BEGIN The data

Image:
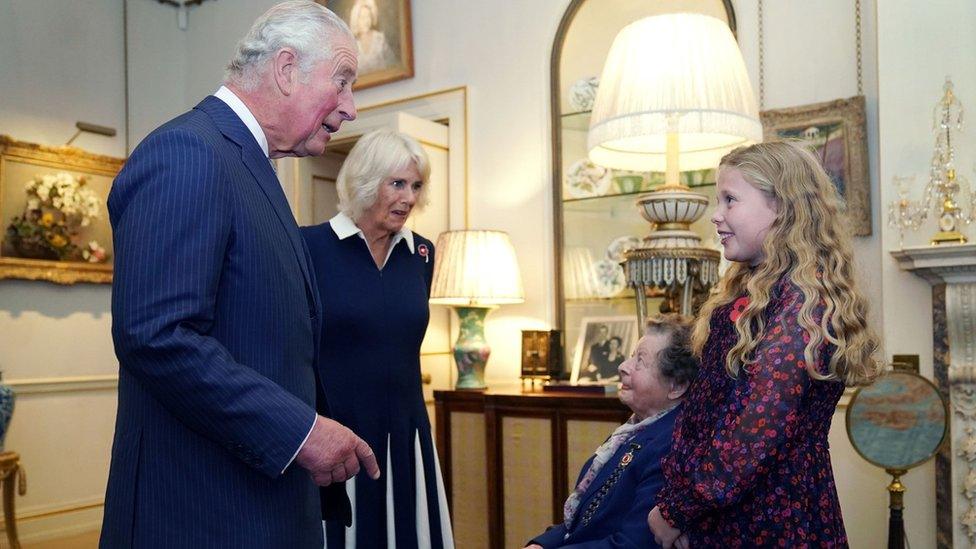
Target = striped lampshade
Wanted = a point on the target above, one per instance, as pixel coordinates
(678, 74)
(475, 268)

END The data

Brief ::
Each record should be written out exactly, and each image should be omitted.

Task result ::
Image:
Target = striped lampshade
Wanted = a point on the target above, one per instance, as pixel coordinates
(678, 74)
(475, 268)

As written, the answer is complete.